• _Exercise requirements_
Your answer should be the lines of the data below that contain "mouth".

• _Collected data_
——————
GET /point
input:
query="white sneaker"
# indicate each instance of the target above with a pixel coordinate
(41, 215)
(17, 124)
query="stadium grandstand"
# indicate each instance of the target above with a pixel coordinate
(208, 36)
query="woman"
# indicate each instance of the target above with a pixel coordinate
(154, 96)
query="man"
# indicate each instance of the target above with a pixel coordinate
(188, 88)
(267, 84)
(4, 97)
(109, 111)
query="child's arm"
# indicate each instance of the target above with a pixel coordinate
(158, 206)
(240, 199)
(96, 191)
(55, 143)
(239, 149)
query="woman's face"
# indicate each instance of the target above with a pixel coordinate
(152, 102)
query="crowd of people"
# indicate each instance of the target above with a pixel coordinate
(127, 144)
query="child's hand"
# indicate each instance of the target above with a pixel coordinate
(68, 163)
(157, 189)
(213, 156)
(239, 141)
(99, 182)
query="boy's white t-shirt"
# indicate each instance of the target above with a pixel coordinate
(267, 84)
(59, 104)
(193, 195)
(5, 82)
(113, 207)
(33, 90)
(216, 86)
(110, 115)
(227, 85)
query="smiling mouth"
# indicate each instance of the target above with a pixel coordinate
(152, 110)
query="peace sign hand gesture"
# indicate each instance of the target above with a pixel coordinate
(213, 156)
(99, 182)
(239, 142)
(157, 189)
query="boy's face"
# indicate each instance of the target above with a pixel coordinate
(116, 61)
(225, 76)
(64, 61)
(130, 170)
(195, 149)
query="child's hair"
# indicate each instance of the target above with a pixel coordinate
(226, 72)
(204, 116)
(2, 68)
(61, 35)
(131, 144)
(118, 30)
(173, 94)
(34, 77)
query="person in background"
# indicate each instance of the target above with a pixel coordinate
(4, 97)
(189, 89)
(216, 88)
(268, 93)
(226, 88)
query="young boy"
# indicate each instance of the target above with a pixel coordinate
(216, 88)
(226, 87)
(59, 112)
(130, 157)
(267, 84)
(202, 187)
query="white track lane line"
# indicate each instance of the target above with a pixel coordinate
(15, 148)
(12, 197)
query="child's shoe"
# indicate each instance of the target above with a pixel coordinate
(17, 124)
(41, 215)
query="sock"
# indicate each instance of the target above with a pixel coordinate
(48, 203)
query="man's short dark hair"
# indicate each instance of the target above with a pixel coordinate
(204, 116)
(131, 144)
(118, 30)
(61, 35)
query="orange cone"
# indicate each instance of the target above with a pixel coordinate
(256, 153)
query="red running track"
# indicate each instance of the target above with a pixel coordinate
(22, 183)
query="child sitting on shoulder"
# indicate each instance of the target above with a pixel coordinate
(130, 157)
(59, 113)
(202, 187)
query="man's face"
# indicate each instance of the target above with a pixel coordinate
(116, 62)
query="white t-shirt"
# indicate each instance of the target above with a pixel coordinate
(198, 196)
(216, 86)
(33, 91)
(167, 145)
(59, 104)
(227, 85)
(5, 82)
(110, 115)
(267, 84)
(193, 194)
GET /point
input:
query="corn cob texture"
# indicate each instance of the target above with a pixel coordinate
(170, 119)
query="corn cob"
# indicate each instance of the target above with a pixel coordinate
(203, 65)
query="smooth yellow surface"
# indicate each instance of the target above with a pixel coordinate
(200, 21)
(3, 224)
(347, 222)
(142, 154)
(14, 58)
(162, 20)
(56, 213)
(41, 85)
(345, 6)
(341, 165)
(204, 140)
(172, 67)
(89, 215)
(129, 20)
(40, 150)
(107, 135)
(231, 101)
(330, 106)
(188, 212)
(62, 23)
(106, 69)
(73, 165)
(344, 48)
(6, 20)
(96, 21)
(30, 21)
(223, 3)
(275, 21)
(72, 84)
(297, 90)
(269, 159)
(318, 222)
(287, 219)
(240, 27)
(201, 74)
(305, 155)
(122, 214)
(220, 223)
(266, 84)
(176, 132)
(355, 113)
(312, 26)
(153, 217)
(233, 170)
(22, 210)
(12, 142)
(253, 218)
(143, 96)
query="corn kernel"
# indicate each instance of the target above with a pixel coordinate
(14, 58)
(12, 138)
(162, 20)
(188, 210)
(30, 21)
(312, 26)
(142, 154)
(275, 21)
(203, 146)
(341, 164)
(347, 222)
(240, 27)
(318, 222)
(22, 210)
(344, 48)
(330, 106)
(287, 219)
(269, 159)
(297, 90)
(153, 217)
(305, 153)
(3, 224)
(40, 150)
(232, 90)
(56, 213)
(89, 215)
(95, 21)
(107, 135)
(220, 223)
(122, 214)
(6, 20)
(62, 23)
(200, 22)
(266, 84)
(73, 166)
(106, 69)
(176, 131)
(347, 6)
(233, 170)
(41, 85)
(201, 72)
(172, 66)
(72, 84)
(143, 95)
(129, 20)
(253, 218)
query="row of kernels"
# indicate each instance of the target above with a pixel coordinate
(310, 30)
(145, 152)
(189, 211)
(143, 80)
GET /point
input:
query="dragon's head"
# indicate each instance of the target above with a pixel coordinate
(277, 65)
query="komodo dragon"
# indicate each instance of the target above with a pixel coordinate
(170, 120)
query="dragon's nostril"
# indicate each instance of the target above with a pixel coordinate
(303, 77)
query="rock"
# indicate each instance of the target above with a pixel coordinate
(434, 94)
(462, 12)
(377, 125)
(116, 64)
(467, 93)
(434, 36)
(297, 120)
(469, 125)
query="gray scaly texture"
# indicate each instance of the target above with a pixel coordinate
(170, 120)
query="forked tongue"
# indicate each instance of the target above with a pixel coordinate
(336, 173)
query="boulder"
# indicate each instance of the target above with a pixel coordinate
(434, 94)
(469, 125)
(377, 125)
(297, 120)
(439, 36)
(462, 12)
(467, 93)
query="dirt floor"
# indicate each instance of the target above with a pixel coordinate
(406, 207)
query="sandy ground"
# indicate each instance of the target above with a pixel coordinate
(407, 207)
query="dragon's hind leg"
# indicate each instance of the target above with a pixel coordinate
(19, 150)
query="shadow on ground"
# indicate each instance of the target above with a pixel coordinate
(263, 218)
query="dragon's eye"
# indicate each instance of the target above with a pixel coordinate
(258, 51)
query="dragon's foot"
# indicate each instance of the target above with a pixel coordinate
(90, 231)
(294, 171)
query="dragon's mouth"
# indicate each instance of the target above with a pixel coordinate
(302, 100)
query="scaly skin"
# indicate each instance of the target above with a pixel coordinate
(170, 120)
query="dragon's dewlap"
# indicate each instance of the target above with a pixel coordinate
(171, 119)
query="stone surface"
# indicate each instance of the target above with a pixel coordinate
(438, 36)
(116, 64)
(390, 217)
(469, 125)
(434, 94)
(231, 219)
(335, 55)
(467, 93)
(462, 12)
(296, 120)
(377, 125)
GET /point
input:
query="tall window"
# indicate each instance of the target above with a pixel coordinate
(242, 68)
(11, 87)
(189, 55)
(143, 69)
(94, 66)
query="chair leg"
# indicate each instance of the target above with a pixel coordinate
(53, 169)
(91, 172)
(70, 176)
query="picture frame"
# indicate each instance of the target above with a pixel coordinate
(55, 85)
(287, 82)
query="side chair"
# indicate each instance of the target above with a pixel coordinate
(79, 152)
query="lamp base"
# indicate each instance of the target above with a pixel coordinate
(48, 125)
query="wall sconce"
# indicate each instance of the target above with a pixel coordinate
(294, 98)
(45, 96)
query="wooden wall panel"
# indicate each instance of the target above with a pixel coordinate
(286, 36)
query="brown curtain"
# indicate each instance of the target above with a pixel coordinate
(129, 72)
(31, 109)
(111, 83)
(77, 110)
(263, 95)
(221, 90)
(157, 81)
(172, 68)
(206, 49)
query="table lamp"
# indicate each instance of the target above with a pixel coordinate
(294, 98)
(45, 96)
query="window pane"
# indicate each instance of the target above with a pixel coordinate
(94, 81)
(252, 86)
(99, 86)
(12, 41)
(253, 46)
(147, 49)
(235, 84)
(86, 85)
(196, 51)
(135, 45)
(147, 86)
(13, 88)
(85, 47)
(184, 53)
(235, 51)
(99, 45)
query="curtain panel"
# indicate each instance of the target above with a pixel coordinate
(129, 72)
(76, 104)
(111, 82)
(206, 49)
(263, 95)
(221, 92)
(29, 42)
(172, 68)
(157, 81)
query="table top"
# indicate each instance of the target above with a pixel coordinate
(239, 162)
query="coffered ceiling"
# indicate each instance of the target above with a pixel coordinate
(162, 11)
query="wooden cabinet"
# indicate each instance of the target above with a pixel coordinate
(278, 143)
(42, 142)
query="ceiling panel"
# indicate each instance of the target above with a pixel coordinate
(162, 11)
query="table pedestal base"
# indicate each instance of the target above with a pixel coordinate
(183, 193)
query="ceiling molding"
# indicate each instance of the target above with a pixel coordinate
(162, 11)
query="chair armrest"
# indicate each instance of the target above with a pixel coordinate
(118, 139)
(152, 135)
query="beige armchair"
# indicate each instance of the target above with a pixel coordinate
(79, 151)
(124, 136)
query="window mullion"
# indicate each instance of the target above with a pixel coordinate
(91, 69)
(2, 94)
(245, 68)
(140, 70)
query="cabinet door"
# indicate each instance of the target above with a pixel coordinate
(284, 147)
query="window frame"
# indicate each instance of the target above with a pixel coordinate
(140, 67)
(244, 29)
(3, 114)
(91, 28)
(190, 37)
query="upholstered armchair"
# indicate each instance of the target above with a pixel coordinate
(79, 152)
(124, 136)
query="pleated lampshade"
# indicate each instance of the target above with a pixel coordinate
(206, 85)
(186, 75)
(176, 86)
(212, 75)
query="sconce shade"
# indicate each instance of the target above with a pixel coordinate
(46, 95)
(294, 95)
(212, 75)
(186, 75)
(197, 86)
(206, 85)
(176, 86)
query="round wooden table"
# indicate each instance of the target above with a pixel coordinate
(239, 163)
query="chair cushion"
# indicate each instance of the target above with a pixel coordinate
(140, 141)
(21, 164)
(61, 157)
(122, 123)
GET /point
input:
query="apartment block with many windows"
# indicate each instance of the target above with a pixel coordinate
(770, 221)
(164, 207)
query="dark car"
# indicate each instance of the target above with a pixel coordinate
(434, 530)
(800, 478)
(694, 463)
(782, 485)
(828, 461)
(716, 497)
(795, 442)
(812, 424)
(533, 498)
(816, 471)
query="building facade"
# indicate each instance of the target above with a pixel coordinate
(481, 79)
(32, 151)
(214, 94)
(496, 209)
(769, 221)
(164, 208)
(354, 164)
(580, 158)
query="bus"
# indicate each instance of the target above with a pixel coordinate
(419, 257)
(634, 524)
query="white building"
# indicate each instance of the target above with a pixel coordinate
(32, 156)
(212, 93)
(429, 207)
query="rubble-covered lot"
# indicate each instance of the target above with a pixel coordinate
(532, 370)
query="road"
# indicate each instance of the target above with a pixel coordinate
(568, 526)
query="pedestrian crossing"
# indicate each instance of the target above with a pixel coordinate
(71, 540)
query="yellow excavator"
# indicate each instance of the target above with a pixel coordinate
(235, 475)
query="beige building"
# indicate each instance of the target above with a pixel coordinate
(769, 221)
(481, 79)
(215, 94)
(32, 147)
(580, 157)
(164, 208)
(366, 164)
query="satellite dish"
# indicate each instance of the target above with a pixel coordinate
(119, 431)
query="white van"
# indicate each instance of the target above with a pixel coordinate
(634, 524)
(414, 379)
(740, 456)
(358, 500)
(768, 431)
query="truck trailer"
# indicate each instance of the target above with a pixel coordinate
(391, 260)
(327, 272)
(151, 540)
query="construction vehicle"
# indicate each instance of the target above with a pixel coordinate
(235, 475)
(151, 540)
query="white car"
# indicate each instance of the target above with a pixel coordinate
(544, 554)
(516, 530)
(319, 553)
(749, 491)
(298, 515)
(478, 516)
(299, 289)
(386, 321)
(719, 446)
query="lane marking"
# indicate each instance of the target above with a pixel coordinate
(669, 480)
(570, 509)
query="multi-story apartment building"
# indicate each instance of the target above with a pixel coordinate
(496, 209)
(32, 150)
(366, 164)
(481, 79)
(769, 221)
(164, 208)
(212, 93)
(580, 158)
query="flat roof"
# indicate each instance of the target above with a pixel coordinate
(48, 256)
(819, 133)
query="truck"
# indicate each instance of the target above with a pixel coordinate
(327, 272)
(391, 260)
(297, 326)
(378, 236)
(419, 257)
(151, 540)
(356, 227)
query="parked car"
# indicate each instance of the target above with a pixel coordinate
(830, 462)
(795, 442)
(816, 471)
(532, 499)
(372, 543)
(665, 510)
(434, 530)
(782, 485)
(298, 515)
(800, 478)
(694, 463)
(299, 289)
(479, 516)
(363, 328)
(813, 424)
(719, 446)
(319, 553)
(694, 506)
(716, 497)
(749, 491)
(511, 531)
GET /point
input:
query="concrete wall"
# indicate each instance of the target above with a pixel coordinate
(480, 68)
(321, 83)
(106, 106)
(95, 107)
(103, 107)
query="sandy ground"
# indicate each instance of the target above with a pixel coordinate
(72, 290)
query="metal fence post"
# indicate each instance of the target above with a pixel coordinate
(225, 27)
——————
• _Response to this task_
query="smiling mouth"
query="dragon's mouth"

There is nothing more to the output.